● **Work to be completed**:
Edit everything from the start of the data down to the line containing "x=220, y=106", putting "central point" in place of "innermost point" and leaving all else unchanged.

(Data drawn from a collection)
** Begin **
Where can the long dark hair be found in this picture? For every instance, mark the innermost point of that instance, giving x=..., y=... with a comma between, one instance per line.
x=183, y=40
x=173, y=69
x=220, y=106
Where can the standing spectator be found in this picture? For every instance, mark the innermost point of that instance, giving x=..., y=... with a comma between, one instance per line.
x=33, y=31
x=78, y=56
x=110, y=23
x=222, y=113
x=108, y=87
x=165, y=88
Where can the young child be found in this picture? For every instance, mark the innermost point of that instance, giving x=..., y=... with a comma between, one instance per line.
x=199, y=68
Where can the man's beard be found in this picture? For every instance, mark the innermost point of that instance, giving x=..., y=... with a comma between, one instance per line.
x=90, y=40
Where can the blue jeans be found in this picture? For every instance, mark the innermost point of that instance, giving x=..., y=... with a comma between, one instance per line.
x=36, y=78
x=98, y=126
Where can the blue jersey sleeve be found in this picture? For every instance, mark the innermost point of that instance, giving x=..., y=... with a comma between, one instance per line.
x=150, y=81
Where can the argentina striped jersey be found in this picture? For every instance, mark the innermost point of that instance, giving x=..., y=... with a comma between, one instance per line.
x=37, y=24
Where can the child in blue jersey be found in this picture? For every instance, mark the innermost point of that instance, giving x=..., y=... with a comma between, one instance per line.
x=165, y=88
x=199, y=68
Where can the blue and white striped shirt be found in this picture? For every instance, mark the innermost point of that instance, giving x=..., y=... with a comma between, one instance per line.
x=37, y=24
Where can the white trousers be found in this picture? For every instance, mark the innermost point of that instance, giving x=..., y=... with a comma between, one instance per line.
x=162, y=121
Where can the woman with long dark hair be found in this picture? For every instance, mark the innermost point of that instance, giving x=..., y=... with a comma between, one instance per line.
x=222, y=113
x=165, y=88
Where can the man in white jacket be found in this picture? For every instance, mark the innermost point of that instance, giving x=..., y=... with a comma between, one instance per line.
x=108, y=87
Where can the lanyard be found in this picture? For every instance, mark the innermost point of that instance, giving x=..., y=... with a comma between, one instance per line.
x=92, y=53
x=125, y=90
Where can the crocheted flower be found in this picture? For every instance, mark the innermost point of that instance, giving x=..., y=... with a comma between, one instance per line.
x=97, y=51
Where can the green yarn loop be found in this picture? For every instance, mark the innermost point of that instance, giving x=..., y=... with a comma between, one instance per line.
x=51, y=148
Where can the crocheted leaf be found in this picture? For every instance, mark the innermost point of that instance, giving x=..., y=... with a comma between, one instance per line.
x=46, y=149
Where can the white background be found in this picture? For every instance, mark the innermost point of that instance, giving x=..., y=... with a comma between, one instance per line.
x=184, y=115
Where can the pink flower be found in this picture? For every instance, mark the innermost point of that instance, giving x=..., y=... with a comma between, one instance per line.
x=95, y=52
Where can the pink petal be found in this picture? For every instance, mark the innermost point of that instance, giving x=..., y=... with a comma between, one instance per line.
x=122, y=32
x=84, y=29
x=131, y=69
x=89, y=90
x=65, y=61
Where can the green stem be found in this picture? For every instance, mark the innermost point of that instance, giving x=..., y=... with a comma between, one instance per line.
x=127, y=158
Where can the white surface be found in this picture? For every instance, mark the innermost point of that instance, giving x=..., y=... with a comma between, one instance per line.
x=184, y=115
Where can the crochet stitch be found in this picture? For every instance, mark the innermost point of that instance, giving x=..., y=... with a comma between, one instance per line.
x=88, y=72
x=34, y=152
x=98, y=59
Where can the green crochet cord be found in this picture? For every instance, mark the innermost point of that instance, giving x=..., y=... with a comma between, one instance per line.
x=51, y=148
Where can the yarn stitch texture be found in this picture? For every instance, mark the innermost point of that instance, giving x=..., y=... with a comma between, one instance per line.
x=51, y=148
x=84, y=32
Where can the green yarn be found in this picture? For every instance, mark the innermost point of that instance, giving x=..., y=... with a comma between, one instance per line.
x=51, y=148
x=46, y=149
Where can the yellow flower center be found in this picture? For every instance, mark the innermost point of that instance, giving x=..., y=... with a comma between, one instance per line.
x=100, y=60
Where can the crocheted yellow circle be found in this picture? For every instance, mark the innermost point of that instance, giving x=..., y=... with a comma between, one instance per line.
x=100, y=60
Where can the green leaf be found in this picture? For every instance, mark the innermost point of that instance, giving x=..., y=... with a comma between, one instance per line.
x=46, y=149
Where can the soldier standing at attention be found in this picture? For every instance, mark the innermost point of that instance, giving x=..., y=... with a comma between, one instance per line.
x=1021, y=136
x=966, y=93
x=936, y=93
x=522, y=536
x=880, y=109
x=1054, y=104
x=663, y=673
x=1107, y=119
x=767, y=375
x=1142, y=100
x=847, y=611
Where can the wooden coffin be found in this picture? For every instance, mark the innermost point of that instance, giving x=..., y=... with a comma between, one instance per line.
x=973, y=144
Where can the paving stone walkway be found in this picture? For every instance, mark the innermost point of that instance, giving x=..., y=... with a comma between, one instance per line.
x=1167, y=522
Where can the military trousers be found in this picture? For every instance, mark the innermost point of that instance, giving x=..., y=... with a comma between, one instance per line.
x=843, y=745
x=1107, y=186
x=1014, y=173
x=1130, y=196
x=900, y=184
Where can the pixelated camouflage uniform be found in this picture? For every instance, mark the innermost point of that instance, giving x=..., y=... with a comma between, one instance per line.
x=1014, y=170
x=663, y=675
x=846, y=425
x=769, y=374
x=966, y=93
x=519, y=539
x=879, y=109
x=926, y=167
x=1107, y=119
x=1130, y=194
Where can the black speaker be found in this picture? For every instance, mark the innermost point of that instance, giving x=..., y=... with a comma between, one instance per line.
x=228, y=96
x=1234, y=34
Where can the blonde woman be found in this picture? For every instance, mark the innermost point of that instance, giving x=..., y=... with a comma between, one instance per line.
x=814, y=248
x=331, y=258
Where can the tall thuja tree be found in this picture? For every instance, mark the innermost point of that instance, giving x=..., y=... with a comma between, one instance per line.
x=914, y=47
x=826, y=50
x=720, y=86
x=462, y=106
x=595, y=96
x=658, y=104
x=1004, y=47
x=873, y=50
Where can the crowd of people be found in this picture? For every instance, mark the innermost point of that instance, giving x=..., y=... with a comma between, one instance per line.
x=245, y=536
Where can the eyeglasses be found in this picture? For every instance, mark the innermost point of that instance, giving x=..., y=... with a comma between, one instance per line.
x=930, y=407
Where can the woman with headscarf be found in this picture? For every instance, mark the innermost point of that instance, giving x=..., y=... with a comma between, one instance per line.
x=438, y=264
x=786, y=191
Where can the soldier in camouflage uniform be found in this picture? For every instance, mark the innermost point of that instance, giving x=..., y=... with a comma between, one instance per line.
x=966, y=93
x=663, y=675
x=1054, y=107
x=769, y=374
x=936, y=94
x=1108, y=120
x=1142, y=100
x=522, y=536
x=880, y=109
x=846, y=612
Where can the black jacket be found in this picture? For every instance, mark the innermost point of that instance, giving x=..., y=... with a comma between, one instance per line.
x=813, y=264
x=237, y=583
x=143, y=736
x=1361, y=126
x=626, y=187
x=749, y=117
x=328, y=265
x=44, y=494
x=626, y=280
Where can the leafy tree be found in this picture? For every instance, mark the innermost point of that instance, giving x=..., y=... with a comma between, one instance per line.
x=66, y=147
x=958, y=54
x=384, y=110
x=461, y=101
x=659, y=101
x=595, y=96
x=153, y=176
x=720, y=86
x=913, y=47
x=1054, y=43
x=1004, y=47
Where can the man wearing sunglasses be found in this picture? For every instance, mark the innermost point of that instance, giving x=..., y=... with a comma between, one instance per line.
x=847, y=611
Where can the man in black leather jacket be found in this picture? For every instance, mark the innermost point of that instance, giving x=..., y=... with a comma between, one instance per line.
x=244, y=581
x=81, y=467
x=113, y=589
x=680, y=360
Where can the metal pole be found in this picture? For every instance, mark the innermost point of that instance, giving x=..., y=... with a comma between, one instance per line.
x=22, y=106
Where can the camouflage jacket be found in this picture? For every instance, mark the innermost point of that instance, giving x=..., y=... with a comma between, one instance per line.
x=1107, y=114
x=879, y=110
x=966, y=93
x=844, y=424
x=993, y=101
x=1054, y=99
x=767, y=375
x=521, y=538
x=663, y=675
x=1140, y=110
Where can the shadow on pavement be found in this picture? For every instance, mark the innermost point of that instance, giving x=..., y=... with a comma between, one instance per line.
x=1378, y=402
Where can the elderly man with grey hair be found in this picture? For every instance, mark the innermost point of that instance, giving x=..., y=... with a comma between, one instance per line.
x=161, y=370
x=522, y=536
** End **
● **Written answer**:
Where can the long dark hair be found in this picture? For every instance, mark the central point of that instance, giving x=..., y=... with a comma between, one instance per line.
x=183, y=40
x=173, y=69
x=220, y=106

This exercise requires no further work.